Referring expression pointing data
--------------------------------
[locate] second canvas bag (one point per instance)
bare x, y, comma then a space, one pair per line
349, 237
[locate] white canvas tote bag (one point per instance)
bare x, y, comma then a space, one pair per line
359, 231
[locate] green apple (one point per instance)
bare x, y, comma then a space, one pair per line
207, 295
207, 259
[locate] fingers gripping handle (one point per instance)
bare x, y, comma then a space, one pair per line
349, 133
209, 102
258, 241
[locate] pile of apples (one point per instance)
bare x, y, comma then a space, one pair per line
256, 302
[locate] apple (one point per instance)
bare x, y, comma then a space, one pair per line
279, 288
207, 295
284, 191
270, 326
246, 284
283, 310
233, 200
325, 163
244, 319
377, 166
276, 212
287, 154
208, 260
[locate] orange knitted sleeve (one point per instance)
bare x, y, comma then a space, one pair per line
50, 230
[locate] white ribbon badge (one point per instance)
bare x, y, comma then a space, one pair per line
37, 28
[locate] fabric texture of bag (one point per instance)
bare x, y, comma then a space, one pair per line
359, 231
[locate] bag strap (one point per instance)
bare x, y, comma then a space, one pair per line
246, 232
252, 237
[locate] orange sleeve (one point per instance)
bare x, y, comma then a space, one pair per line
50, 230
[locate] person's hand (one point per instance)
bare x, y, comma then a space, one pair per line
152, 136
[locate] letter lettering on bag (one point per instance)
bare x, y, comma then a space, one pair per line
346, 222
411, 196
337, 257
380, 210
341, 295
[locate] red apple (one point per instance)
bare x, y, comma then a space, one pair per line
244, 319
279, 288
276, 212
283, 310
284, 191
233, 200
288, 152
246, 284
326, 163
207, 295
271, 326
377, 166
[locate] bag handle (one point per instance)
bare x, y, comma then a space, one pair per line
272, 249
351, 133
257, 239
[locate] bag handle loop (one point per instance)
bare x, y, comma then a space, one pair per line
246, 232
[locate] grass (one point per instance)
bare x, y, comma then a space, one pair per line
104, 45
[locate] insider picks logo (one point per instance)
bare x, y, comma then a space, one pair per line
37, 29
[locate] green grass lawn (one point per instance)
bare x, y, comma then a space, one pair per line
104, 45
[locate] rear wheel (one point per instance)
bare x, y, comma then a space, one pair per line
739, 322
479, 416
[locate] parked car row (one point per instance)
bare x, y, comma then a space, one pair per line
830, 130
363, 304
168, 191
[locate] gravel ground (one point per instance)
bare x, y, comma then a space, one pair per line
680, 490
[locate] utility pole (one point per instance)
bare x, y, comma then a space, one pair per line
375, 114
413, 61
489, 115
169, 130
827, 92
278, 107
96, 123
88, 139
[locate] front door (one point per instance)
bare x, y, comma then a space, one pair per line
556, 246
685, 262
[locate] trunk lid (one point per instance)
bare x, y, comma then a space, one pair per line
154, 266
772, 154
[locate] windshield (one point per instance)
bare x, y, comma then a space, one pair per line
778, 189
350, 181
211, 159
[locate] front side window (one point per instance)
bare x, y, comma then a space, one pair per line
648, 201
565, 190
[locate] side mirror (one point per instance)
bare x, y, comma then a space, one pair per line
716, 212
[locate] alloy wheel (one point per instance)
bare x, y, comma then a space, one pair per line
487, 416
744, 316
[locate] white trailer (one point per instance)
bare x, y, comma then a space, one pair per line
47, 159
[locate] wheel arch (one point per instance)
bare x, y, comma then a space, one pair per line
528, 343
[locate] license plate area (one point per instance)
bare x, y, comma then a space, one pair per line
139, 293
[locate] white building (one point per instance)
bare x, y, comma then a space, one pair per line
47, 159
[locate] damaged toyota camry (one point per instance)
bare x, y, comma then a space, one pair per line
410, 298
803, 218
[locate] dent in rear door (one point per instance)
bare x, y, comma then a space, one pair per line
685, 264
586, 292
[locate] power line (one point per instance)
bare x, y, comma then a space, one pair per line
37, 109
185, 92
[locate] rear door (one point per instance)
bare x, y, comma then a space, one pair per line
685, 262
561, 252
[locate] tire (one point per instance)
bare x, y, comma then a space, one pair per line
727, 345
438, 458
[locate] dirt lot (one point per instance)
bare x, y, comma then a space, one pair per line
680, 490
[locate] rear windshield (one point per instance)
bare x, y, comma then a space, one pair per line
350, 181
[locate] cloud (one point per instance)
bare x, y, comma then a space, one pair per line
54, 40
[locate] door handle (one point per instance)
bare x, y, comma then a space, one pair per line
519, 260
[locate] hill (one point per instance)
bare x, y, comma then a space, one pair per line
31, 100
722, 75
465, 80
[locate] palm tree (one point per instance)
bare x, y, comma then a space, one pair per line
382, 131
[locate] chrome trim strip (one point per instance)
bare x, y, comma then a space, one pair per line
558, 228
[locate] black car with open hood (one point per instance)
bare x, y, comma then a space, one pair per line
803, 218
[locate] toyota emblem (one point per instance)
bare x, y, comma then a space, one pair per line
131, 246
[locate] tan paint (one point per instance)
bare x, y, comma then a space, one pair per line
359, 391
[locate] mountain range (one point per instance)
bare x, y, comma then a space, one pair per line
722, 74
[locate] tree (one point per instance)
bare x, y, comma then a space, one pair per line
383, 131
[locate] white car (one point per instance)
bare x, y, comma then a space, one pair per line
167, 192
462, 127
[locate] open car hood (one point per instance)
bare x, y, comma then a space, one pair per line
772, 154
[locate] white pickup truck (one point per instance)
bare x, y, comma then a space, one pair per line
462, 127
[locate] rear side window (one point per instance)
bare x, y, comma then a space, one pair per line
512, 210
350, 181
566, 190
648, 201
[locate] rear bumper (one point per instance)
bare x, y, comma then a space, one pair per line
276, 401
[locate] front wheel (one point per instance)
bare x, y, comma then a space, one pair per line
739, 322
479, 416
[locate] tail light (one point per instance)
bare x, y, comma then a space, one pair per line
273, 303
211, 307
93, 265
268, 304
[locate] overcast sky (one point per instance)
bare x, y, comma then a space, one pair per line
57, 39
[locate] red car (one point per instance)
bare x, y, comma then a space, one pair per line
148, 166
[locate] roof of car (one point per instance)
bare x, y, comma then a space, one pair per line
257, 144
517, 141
--------------------------------
* _WORK REQUEST_
What is needed is a verbatim copy of every line in the records above from the one containing "[locate] orange sleeve" down to the one containing "[locate] windshield (one point per instance)", both included, and nothing more.

* _WRITTEN ANSWER_
[locate] orange sleeve (one point per instance)
bare x, y, comma then a space, one pair per line
50, 230
[locate] person's hand (one point per instance)
bare x, y, comma then a space, one pair per line
152, 136
[locate] letter lettering on bag (one point per instance)
bare x, y, comma then a space, one pair per line
346, 222
411, 196
337, 257
380, 210
341, 295
[locate] red apple (one point per instance)
bare x, y, comma then a space, one pair per line
244, 319
279, 288
276, 212
283, 310
284, 191
233, 200
288, 152
246, 284
326, 163
207, 295
271, 326
377, 166
[locate] bag handle (one point per instance)
bare x, y, comma then a space, one pair per line
272, 249
351, 133
257, 239
[locate] bag handle loop (one point per instance)
bare x, y, comma then a space, one pair per line
246, 232
[locate] grass (one point per instance)
bare x, y, comma then a space, one pair per line
104, 45
[locate] insider picks logo (one point per instance)
bare x, y, comma then a space, one pair per line
37, 29
[locate] green grass lawn (one point per instance)
bare x, y, comma then a space, one pair per line
104, 45
[locate] rear wheel (one point per instance)
bare x, y, comma then a space, one pair per line
739, 322
479, 416
[locate] parked car row (one point per instance)
bare x, y, comma then a space, one pair per line
830, 130
363, 304
168, 191
[locate] gravel ground (one point per instance)
bare x, y, comma then a space, one pair per line
680, 490
[locate] utility pole (one point per instance)
bare x, y, comma then a space, one pair per line
375, 114
413, 61
489, 115
169, 130
827, 92
278, 107
96, 123
88, 139
[locate] front door (one point per instance)
bare x, y, comma then a space, one pair per line
556, 246
685, 262
[locate] trunk lid (one point per instance)
bare x, y, comma then a space, one pair per line
154, 266
772, 154
[locate] windshield (one point per instance)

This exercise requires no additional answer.